### The problem
Give back exactly the lines from the one holding "Put a dot on each instance of the pink" to the bottom of the material, both included, and nothing more. No pictures.
────
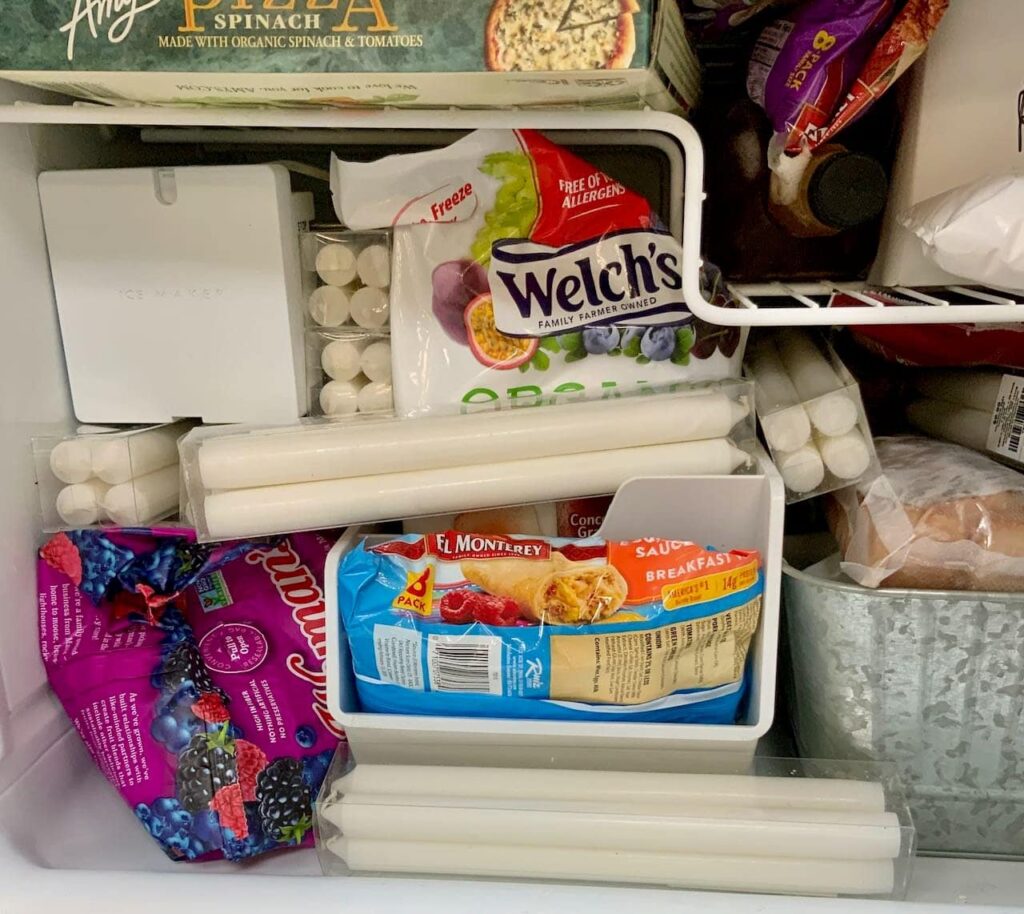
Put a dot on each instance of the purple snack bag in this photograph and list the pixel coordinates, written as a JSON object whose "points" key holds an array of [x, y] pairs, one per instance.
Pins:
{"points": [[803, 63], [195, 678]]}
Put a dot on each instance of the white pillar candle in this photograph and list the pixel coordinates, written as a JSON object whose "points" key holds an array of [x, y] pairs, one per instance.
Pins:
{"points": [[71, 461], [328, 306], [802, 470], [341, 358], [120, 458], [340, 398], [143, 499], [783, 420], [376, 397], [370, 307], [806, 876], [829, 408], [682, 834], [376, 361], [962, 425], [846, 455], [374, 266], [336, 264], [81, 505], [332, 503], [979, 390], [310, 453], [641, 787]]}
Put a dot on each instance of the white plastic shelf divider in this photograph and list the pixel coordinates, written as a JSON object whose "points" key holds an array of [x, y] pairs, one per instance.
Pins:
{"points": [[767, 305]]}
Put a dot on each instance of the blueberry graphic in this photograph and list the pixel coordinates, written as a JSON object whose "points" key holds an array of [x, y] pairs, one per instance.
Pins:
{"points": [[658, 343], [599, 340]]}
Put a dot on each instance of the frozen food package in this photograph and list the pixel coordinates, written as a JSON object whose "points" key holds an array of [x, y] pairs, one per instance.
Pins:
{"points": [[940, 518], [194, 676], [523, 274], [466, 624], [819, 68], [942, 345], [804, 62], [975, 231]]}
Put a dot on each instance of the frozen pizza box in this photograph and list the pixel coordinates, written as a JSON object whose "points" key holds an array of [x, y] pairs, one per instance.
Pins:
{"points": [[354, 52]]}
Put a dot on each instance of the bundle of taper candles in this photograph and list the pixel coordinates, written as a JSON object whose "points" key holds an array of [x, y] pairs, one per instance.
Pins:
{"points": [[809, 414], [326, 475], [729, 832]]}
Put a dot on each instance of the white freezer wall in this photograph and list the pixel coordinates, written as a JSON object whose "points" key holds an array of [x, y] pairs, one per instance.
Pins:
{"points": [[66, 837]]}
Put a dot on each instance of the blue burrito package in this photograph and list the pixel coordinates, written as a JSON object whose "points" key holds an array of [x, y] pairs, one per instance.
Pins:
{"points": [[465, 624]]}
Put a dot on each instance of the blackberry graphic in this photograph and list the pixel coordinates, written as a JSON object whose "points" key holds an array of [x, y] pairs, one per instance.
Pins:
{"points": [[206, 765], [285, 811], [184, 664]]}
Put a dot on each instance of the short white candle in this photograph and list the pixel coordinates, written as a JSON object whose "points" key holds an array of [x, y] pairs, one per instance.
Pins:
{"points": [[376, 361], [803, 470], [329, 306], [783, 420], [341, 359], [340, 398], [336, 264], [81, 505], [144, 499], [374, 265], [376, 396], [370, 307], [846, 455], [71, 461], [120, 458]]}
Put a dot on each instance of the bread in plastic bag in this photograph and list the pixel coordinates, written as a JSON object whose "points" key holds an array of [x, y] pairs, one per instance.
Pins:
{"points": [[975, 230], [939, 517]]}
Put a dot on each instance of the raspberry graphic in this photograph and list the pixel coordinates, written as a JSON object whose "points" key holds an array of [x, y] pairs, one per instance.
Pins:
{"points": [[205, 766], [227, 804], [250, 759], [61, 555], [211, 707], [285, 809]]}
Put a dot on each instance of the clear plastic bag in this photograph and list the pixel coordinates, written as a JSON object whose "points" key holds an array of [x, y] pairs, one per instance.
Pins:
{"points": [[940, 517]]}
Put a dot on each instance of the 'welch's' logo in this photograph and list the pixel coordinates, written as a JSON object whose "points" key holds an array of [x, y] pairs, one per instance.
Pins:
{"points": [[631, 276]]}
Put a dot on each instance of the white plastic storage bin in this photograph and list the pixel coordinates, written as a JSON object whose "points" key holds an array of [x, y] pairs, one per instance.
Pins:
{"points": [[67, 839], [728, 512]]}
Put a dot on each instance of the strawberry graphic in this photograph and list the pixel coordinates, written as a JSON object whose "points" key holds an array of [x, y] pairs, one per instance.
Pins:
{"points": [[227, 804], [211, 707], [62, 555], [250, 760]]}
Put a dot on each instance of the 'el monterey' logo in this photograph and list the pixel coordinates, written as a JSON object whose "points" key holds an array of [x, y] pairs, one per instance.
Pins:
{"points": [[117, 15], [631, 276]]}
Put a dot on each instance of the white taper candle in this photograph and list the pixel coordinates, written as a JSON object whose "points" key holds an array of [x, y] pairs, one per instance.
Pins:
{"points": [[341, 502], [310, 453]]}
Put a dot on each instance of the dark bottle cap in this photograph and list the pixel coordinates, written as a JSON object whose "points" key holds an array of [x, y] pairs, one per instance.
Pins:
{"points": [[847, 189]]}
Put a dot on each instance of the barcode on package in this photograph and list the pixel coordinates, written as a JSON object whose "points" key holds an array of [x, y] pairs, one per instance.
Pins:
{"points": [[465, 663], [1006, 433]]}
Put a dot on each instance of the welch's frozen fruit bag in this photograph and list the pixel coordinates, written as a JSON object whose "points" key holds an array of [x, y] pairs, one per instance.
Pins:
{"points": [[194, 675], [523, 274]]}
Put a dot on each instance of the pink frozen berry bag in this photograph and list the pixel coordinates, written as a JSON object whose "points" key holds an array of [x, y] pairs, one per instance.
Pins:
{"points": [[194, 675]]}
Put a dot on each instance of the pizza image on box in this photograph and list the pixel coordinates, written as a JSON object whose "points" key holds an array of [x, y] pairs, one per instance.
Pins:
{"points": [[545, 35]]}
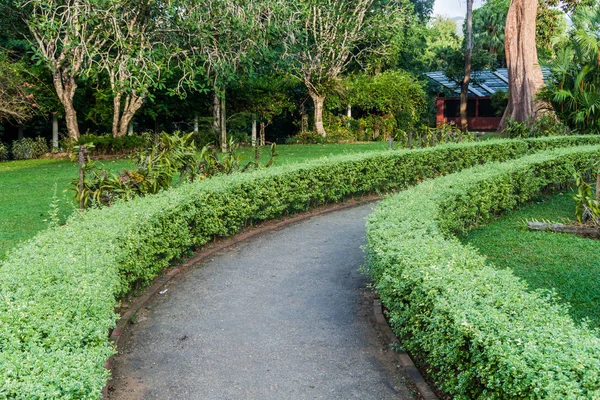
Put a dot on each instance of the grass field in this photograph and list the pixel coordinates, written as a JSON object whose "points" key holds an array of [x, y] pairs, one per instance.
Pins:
────
### Output for this task
Put a dot on each instance of the pink frozen berry bag in this photograph and list the pixel coordinates, written as a JSON object whose "points" key holds an array of [x, y] pairs, one per instance.
Pins:
{"points": [[194, 675]]}
Put a dot on each instance of the pizza image on box in this photograph and list the pixel coordinates, written as a JSON object whose "points" key holds an array of [x, y] pairs, one per instance.
Pins:
{"points": [[545, 35]]}
Put a dot on each instance of the grass field in this photograph and list the pixel coordinates, written as a JSON object whose "points" key holds an array of [x, y] pairs, one per instance.
Pins:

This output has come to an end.